Brief: Pick out each line in the entries that contains the word "sedan" and copy those lines unchanged.

•••

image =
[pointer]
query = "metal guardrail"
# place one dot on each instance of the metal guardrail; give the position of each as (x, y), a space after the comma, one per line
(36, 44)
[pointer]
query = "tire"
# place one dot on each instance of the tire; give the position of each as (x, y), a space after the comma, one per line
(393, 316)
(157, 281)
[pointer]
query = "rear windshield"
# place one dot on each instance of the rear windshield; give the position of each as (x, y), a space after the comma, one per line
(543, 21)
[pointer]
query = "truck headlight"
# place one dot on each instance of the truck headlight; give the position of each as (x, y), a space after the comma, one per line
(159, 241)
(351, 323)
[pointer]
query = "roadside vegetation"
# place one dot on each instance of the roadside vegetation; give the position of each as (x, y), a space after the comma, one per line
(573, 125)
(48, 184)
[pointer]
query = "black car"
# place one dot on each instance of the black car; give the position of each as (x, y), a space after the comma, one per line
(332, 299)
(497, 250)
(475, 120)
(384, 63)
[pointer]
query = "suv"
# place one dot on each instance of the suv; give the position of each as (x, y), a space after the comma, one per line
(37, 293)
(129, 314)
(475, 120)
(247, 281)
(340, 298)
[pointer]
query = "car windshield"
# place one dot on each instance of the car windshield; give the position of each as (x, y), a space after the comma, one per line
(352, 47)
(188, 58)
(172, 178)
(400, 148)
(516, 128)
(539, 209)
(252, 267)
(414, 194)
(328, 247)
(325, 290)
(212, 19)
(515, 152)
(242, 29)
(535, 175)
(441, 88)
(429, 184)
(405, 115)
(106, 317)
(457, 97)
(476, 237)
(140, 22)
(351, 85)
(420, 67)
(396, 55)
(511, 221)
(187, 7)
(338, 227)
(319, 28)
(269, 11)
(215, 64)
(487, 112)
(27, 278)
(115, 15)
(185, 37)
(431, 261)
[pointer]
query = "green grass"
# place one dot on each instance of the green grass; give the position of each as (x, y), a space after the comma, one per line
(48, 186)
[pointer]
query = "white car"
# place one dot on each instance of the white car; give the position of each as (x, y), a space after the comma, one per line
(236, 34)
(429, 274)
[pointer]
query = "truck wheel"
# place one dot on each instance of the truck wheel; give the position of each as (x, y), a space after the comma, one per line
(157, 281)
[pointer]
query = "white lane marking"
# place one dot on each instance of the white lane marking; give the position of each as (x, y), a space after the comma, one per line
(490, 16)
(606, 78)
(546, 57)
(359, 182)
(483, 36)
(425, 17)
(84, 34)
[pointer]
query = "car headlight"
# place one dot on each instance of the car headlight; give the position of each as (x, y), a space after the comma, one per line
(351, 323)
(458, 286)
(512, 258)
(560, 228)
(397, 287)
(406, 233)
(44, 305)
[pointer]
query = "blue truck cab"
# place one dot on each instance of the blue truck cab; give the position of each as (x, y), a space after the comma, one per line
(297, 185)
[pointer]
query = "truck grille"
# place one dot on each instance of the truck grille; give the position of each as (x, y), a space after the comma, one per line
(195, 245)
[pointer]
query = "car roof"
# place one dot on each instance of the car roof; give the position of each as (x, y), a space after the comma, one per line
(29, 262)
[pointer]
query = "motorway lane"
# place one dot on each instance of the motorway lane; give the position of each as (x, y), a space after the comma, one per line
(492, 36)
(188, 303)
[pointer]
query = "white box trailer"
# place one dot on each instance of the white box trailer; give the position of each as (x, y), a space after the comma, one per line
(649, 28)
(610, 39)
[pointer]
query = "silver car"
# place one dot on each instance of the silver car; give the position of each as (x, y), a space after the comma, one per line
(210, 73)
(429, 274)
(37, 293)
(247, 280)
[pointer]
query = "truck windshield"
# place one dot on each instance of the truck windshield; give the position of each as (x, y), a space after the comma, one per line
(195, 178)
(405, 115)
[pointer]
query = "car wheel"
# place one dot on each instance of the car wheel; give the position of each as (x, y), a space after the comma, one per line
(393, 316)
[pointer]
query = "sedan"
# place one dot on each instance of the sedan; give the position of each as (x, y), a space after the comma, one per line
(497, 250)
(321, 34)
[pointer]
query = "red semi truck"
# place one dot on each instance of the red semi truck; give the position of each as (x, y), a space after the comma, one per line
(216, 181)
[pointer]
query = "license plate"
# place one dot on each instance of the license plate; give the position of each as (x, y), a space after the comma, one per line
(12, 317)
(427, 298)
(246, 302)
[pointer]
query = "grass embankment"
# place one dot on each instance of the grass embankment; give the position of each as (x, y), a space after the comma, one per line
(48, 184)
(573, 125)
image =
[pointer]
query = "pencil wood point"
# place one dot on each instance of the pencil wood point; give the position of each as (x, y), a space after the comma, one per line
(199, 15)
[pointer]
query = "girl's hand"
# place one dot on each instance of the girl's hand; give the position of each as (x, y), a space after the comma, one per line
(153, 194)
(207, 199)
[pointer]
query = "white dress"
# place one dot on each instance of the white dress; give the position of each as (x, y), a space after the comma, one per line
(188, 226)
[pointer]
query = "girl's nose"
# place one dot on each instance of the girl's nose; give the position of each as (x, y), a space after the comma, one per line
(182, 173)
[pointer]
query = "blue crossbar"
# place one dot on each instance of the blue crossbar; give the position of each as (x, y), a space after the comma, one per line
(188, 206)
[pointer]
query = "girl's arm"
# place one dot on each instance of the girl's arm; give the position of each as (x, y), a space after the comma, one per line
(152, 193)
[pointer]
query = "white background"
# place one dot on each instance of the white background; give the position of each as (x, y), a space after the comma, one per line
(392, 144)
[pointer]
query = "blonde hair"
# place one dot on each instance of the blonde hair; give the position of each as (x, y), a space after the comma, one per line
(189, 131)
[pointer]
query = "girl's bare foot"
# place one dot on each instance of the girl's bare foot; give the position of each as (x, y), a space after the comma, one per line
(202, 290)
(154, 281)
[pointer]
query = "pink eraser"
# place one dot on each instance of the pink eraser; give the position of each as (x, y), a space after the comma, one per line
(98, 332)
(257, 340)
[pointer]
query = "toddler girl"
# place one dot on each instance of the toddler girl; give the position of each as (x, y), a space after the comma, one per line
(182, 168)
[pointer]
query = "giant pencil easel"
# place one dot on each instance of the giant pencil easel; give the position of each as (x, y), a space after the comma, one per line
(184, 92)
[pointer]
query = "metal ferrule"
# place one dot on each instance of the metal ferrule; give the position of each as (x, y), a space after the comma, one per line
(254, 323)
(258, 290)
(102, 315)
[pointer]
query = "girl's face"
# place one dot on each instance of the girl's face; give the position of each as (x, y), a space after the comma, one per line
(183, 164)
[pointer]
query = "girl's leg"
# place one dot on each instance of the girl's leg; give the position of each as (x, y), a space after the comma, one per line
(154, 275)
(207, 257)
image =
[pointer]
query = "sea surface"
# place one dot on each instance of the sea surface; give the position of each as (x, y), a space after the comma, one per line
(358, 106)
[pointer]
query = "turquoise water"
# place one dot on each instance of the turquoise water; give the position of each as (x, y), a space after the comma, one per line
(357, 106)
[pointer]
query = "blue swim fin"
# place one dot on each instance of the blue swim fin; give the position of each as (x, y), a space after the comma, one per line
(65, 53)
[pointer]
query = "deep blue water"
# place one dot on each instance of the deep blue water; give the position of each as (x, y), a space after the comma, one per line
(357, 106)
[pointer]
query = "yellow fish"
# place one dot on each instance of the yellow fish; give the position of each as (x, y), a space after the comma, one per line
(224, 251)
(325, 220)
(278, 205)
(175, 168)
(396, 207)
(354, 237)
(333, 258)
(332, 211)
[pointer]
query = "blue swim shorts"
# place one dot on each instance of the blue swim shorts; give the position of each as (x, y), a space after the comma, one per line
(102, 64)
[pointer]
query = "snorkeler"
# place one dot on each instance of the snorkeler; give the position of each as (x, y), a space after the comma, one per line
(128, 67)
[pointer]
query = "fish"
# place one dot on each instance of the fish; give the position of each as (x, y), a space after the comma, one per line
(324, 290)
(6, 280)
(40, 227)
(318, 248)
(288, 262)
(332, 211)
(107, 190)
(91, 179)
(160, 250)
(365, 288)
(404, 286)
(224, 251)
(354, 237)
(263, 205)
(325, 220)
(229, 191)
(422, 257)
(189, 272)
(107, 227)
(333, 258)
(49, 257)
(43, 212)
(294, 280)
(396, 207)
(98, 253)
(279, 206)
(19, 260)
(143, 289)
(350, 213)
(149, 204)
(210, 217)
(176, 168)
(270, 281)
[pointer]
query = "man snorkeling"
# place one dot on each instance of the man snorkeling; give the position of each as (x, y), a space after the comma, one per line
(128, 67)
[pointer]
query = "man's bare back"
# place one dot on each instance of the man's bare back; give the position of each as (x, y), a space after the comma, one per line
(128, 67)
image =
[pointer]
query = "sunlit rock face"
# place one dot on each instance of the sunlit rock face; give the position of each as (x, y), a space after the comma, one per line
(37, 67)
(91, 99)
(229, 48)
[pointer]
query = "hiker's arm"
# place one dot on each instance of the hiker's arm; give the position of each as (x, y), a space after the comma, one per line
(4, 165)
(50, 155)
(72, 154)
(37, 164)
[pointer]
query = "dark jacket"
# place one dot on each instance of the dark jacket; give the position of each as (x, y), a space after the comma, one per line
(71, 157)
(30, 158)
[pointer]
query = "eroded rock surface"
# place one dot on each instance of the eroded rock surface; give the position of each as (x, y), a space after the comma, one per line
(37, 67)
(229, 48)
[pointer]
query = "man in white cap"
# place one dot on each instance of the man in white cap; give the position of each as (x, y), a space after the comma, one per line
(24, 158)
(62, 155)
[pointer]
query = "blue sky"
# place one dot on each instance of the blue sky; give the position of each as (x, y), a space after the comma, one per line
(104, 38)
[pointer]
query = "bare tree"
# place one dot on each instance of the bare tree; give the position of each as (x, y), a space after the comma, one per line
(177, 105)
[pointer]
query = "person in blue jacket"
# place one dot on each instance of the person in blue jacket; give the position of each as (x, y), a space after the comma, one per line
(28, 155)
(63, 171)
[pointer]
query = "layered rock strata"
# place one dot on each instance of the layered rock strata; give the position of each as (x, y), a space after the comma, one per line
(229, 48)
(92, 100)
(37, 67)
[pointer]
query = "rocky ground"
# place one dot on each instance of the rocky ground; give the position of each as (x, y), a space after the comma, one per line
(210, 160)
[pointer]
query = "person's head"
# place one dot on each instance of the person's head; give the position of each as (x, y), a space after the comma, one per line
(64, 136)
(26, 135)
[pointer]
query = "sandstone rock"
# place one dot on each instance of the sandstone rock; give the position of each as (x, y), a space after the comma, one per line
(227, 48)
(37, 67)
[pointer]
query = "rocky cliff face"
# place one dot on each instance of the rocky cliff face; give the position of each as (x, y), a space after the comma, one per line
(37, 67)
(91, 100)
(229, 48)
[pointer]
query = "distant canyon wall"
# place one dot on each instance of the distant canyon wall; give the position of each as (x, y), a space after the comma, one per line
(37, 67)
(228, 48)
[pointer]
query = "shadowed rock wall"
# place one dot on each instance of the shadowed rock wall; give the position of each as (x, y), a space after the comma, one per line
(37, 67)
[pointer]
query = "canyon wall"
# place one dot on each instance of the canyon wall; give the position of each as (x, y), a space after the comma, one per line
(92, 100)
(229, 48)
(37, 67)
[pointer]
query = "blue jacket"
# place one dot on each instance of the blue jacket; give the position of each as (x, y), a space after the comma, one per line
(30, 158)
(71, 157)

•••

Complete output:
query = "sedan"
# place one dot on each instance of the sedan; give the position of each as (x, y), a space after the comma, one per line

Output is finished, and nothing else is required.